Description of the task: Copy the data below from the line containing "of the dark" down through the line containing "91], [36, 96]]", including both of those lines. Scale every vertex coordinate in the answers by 2.5, rounding to whole numbers with halves going up, and leave all other text as it is.

Available records:
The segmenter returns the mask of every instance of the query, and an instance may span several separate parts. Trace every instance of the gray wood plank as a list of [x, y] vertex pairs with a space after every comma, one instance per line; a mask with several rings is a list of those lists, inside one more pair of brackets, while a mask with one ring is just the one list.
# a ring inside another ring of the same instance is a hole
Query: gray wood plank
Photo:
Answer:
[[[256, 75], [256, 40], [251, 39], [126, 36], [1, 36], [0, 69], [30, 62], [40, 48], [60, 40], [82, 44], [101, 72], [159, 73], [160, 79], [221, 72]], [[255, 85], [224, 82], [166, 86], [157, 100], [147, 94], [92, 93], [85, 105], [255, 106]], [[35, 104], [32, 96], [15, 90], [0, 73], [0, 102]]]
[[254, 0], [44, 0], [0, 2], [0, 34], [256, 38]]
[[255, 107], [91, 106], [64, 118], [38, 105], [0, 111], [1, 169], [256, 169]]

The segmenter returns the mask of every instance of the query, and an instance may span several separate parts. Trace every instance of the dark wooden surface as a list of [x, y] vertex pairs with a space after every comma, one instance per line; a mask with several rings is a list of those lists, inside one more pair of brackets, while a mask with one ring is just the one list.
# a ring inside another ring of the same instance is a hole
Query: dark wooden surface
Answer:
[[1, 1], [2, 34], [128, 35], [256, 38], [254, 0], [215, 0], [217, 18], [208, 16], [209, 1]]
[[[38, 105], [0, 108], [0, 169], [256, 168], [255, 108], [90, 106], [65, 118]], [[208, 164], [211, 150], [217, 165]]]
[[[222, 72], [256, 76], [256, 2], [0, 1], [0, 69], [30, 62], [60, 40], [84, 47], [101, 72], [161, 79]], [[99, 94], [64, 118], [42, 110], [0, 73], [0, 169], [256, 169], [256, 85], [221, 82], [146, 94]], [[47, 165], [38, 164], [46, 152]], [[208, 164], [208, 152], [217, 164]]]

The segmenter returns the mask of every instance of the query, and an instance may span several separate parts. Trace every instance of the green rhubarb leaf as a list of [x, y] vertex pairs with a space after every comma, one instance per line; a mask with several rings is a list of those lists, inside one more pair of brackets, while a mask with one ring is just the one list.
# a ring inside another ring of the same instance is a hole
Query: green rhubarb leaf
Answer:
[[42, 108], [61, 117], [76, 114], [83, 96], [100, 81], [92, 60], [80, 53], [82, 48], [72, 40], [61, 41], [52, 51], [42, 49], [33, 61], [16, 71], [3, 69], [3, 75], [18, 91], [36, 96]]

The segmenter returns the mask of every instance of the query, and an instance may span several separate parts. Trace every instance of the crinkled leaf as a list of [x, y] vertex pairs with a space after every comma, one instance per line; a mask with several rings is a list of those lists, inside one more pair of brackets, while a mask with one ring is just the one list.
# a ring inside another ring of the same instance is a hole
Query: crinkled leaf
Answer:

...

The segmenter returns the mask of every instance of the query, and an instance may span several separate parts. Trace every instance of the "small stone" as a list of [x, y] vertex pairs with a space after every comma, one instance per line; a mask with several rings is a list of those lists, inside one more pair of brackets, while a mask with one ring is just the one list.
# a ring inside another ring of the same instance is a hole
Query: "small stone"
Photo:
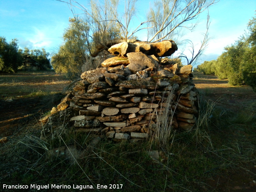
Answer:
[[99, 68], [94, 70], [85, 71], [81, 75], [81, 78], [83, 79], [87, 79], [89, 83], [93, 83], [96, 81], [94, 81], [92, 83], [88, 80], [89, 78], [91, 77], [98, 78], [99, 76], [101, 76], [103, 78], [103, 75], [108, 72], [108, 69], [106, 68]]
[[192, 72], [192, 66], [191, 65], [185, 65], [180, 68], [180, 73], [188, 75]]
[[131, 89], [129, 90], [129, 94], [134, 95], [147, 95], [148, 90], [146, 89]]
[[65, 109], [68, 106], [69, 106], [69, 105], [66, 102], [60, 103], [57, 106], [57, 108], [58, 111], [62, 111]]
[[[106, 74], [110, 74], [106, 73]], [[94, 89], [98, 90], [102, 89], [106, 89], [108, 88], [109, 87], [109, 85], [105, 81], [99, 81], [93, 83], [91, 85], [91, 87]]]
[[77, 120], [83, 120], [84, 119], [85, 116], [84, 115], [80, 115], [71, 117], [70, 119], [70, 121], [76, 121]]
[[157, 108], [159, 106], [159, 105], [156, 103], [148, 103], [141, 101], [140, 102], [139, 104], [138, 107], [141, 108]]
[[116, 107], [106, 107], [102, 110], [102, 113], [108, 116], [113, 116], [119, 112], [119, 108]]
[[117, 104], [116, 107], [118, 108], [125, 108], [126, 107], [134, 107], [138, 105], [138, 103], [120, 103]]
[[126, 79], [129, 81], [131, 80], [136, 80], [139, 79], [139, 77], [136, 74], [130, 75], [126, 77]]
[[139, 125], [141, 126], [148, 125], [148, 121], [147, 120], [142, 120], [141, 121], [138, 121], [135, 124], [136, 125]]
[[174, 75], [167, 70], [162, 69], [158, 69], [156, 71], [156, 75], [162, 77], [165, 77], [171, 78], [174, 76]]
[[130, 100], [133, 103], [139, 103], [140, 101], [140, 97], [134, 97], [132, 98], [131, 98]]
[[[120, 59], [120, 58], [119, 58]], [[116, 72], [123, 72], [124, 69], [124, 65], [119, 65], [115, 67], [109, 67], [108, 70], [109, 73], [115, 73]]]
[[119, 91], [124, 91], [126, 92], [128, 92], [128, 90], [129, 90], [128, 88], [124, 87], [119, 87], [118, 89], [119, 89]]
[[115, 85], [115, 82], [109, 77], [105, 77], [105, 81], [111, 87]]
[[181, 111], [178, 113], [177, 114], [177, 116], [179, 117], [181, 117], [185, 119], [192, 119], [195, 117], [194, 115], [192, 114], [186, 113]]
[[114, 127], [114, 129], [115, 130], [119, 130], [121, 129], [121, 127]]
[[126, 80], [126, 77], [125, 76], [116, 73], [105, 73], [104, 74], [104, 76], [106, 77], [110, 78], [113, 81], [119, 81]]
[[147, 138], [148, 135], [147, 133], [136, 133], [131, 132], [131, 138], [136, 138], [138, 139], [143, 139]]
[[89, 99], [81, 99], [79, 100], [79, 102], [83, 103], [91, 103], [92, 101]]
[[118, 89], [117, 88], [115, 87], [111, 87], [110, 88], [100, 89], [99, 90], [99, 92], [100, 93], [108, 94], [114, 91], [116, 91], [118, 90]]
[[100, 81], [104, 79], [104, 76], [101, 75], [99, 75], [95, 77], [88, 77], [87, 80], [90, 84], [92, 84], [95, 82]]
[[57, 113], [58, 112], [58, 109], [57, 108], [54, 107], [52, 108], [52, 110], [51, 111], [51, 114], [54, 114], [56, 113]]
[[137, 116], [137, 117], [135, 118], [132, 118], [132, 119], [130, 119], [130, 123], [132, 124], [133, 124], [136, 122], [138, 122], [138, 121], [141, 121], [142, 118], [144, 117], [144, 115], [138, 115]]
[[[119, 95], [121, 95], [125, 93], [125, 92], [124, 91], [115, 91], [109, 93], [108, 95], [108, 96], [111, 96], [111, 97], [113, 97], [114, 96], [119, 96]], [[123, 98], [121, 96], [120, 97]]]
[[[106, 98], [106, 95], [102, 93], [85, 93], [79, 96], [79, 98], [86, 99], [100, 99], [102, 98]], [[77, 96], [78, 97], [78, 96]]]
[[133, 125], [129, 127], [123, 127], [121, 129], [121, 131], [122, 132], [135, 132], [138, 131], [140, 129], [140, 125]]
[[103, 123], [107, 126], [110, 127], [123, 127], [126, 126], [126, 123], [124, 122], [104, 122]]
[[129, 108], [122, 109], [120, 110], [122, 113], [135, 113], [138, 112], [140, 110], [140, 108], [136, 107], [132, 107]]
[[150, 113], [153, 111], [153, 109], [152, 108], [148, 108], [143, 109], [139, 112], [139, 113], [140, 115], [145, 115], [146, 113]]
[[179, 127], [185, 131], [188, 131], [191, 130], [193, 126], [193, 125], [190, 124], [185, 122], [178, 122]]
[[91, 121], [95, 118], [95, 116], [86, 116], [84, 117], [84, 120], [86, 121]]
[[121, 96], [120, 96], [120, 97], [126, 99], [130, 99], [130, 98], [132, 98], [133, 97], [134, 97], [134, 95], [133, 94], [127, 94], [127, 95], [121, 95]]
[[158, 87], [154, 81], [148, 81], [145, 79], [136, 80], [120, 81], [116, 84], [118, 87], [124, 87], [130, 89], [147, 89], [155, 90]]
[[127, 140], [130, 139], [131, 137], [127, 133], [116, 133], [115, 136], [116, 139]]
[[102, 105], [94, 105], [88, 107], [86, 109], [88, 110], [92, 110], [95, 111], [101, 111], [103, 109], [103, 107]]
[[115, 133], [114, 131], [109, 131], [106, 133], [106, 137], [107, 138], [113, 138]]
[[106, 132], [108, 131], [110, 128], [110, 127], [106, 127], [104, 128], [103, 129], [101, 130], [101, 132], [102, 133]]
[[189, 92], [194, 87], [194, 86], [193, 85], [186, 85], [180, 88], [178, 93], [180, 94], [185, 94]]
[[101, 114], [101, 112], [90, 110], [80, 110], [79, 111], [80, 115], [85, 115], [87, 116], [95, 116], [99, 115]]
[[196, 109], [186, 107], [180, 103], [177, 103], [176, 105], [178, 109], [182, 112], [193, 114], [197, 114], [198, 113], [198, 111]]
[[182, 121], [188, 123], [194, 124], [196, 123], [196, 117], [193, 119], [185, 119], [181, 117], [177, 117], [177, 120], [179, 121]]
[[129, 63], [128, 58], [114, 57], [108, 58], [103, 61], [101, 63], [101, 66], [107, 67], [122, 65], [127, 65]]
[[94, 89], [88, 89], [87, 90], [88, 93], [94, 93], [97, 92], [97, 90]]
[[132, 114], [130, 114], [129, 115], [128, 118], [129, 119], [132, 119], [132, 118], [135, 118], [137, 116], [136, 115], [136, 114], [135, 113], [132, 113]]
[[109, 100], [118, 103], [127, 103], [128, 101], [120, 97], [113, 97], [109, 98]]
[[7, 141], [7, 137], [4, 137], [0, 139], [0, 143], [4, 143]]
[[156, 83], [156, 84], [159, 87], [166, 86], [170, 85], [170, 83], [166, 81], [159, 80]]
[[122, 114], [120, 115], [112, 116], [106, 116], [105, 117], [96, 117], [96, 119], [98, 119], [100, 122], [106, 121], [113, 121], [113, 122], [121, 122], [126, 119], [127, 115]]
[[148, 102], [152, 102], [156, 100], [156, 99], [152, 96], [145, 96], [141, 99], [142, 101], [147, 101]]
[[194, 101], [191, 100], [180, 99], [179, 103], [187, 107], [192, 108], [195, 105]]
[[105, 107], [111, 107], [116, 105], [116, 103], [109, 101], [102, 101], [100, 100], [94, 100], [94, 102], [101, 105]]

Task answer:
The segmenter returns the mask of every instance of the query, and an instance may span several separate parts. Trace every instance of the dark wooden surface as a list of [x, y] vertex pairs with a space after every comma, one instance per line; a mask with several rings is a list of those lists, inside one more pair of brackets, while a mask with one ring is just the one list.
# a ring inside another ring of the same instance is a hole
Query: dark wooden surface
Answer:
[[3, 3], [5, 85], [320, 88], [640, 95], [635, 0], [538, 0], [543, 45], [520, 40], [523, 3]]
[[[95, 263], [0, 270], [0, 423], [640, 420], [638, 270], [225, 265], [163, 295]], [[520, 410], [528, 375], [543, 413]]]
[[[555, 180], [640, 190], [640, 5], [0, 3], [0, 173], [75, 155], [150, 100], [210, 118], [253, 180], [403, 198]], [[248, 235], [160, 295], [105, 275], [0, 183], [0, 423], [640, 423], [640, 213], [553, 205], [365, 235]], [[118, 413], [95, 410], [115, 380]], [[520, 410], [520, 380], [543, 410]]]

The segmenter returns the mask of every instance of the query, and an instance may span several separate parts. Trace every instance of the green rhubarb leaf as a list of [x, y] vertex pairs with a space after every comma, one instance per line; a mask with several rings is a list of those lists, inside one more pair of brackets, while a mask with one ring is just the one list.
# a ring inside another ring of the same instance is a hole
Query: green rhubarb leaf
Answer:
[[105, 270], [153, 293], [190, 285], [208, 240], [250, 203], [230, 150], [200, 133], [205, 120], [180, 100], [153, 103], [130, 128], [105, 123], [83, 153], [40, 178], [8, 173], [8, 188], [45, 228], [90, 240]]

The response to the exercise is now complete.